### PASSAGE SHOWN:

# # #

20 But as he considered these things, behold, an angel of the Lord appeared to him in a dream, saying, “Joseph, son of David, do not fear to take Mary as your wife, for that which is conceived in her is from the Holy Spirit.


21 She will bear a son, and you shall call his name Jesus, for he will save his people from their sins.”


And her husband Joseph... (19)

The way that our Messiah, the Son of God, came into the world was by being conceived as a tiny baby in the womb of a poor woman from Nazereth in Galilee. She was a virgin, and she was pregnant. That had never happened before. She was with child by the Holy Spirit of God, so that the baby, who was truly her child in every way, was also the eternal Son of God.


That woman, Mary, was engaged to be married to a man named Joseph, who was himself a poor Galilean. What was he supposed to think about Mary when it became evident that she was carrying a child within her? He knew that the he was not the father of that child. We do not really understand the culture he lived in. It is very possible that his conversation with Mary up to this point had been very limited. Even if she did talk to him, what could she have said to him? Can we expect that he would have believed the truth if she had told him?


An angel gave me this message: 'The Holy Spirit will come upon you, and the power of the Most High will overshadow you; therefore the child to be born will be called holy—the Son of God.' Joseph, God chose me for this blessing.” Would Joseph have believed her?

# # #

### STUDY QUESTIONS:
**1.** Please quote the passage about Joseph and Mary between "An angel gave" and "have believed her?", inclusive.
**2.** Continue the passage about Joseph and Mary from the point where it stops.
The data that comes next is from a separate source.

### DATA BELOW:
# # #

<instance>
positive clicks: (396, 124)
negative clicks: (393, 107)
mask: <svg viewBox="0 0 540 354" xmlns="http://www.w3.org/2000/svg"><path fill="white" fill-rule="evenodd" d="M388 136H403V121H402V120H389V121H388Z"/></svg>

# # #

### ANSWERS TO THE EXERCISE:
**1.**
An angel gave me this message: 'The Holy Spirit will come upon you, and the power of the Most High will overshadow you; therefore the child to be born will be called holy—the Son of God.' Joseph, God chose me for this blessing.” Would Joseph have believed her?

**2.**
No, Mary was pregnant,and Joseph made his own plans. Joseph was a righteous man. He was an observant Jew who was listening to the voice of God through the Word, and dedicating himself to a life of obedience. It appeared that Mary had been unfaithful to the commitment that they had made to each other. But Joseph did not want to put her to shame. He did not want to proclaim his own righteousness at her expense. He resolved to break off the engagement quietly. That way they would both be able to go on with their lives. Mary had apparently created a scandal by being with some other man. Perhaps that man would marry Mary. He would be the father. Joseph would no longer think of Mary as the woman he would marry. He would let her go, and he would go on with life as well. He would avoid a further public spectacle, but he also would not pretend that nothing had happened. This would be a private divorce, canceling their engagement before they had fully become man and wife.


But as he considered these things... (20)

That was as far as Joseph's thinking would take him, but sometimes the Lord intends to move his servants places that they cannot get to simply by their own thinking. This was one of those occasions. As He had sent an angel to Mary, now an angel of the Lord appeared to Joseph in a dream. He may not have believed what Mary would have told him if she tried, but God can give any one of us a message that we surely will believe. Joseph gets the perfectly persuasive message of the Lord through a dream.


The angel in the dream calls Mary's fiancee “Joseph, son of David.” The David referred to here is the psalmist and king of Israel. God promised that David that one of his descendants would be an eternal king. Even though Joseph will not be the father of Jesus, as the husband of Mary he will seem to be the father of the child to everyone, and he will have that role within their family for all of their children for the rest of his life. This Joseph, and his betrothed, Mary, were both descendants of King David. Both would have a genealogy that would establish each as a true descendant of King David, one as the legal father of Jesus in the eyes of the community, and the other as the birth mother and legal mother of Jesus.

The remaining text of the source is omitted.